_What is needed_
Let the line containing "Query: excavator cab" serve as the first line of the answer and the final line of the entries as its last, with every line between copied exactly.

_Provided data_

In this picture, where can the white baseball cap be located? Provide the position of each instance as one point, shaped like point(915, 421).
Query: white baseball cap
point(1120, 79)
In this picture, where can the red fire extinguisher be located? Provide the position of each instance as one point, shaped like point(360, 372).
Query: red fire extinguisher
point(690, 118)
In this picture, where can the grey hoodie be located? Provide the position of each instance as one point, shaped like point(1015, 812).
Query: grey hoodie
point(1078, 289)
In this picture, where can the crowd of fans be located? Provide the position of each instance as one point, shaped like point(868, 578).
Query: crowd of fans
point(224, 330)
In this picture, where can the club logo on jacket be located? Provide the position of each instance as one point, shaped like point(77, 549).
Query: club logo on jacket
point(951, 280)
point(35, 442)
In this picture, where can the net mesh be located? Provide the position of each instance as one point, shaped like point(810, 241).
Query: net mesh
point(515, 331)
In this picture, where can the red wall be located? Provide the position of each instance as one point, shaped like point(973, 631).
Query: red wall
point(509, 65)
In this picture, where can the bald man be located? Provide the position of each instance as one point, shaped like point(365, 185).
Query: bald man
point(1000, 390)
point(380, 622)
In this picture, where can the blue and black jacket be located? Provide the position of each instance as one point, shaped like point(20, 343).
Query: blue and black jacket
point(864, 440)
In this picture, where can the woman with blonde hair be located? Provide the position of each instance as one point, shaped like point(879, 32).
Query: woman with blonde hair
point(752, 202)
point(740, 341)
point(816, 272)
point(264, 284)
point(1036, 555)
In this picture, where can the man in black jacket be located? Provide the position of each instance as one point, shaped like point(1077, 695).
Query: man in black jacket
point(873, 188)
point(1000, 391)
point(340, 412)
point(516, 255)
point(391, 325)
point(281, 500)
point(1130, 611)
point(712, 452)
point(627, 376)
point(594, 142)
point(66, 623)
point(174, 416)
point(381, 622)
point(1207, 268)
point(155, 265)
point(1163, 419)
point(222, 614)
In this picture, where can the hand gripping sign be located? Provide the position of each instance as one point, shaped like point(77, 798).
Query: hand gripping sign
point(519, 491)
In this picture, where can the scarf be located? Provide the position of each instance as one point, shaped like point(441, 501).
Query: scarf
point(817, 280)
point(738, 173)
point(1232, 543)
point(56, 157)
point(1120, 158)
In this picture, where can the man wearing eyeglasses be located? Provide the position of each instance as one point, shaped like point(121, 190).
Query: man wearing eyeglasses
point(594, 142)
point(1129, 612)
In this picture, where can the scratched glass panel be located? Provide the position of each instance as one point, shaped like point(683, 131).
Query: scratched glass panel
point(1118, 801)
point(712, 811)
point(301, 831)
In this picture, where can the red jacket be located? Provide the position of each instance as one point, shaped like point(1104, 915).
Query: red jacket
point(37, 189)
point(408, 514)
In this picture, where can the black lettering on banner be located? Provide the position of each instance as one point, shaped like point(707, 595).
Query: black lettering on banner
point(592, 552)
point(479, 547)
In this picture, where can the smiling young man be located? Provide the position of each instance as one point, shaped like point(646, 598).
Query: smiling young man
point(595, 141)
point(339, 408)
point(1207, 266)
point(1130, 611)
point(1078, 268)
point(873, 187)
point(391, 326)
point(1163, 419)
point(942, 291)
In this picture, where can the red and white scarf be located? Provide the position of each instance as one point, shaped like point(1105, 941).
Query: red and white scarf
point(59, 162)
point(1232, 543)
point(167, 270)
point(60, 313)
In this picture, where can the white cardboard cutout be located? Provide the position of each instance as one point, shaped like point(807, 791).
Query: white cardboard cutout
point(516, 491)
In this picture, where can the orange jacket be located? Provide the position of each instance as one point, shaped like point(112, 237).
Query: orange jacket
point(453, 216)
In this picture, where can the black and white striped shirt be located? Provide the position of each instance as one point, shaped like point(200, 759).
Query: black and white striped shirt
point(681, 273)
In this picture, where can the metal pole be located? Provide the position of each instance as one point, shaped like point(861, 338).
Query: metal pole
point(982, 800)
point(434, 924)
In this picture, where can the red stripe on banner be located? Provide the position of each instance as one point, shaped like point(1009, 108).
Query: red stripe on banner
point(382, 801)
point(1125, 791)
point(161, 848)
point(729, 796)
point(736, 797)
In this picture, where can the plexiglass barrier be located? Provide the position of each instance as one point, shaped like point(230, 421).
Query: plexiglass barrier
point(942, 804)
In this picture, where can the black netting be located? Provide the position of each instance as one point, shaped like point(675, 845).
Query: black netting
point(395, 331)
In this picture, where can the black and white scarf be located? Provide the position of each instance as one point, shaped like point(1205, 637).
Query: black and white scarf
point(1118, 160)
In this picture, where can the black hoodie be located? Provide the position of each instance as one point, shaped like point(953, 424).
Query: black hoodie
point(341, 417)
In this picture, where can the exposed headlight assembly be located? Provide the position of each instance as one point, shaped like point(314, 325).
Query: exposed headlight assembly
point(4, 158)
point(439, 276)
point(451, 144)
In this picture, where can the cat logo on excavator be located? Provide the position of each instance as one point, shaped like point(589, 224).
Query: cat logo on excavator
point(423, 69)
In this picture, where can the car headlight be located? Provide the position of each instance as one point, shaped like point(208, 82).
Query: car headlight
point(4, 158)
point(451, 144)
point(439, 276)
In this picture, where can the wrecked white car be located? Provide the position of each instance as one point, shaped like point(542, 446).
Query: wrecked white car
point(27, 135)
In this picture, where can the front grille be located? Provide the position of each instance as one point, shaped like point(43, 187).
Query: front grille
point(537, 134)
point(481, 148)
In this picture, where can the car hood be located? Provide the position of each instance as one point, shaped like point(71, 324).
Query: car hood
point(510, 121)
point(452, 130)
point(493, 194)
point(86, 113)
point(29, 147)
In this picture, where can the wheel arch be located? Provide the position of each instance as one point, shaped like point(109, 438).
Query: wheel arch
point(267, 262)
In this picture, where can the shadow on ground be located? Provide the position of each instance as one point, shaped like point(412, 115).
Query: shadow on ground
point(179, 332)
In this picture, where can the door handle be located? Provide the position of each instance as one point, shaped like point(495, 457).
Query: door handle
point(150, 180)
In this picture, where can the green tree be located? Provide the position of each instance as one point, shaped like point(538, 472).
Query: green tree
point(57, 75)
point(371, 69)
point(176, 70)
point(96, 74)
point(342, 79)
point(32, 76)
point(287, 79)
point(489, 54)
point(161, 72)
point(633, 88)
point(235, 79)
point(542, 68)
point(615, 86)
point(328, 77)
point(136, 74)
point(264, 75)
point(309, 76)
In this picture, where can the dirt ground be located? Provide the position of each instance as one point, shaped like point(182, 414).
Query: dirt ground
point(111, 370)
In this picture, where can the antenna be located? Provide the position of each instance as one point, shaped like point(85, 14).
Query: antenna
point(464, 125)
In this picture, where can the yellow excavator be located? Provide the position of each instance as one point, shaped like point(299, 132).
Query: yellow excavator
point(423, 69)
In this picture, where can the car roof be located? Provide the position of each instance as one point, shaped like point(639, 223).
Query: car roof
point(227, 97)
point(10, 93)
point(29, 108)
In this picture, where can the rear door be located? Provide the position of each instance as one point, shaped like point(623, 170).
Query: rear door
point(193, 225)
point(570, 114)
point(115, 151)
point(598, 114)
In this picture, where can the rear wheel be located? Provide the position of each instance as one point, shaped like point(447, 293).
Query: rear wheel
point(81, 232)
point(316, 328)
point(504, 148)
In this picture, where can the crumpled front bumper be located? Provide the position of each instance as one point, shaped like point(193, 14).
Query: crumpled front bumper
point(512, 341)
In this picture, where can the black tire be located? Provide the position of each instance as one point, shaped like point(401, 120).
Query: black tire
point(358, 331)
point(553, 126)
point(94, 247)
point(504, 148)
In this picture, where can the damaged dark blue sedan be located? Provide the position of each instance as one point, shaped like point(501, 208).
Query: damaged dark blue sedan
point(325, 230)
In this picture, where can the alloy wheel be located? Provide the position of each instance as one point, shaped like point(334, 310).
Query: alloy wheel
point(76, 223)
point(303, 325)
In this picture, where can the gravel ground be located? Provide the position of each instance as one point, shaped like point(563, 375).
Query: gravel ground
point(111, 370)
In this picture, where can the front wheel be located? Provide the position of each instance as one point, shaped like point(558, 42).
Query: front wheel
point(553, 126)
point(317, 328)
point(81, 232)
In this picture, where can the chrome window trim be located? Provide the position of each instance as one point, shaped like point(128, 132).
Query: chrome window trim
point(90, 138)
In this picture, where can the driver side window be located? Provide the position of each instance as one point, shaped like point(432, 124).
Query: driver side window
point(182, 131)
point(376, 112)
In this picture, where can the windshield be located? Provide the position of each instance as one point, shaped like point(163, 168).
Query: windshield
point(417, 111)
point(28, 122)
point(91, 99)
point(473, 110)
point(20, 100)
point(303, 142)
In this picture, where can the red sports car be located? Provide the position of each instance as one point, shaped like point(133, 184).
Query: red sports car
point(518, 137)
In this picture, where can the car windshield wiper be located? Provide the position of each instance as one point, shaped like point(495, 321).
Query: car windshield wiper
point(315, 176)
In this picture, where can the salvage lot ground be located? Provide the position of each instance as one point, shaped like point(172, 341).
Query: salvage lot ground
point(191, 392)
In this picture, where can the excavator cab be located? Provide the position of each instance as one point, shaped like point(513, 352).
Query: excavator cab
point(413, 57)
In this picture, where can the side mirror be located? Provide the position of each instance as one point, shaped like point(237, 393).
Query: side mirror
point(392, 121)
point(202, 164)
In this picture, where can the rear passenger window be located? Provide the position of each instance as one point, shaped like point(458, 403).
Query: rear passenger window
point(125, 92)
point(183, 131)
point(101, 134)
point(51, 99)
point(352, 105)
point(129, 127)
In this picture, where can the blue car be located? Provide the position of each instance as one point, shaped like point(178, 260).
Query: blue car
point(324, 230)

_Task output_
Query: excavator cab
point(413, 57)
In this picture, where can the side mirror be located? Provide the position of each instance as one point, shaped like point(237, 393).
Query: side mirror
point(392, 121)
point(202, 164)
In this picture, where can the rear passenger window be located? Provide the position of each instance as one point, shaped like point(458, 403).
Query: rear passenger window
point(125, 92)
point(183, 131)
point(101, 134)
point(51, 99)
point(352, 105)
point(129, 127)
In this picture, where can the blue car be located? Provide the position of each instance as one point, shaped like point(178, 260).
Query: blue car
point(324, 230)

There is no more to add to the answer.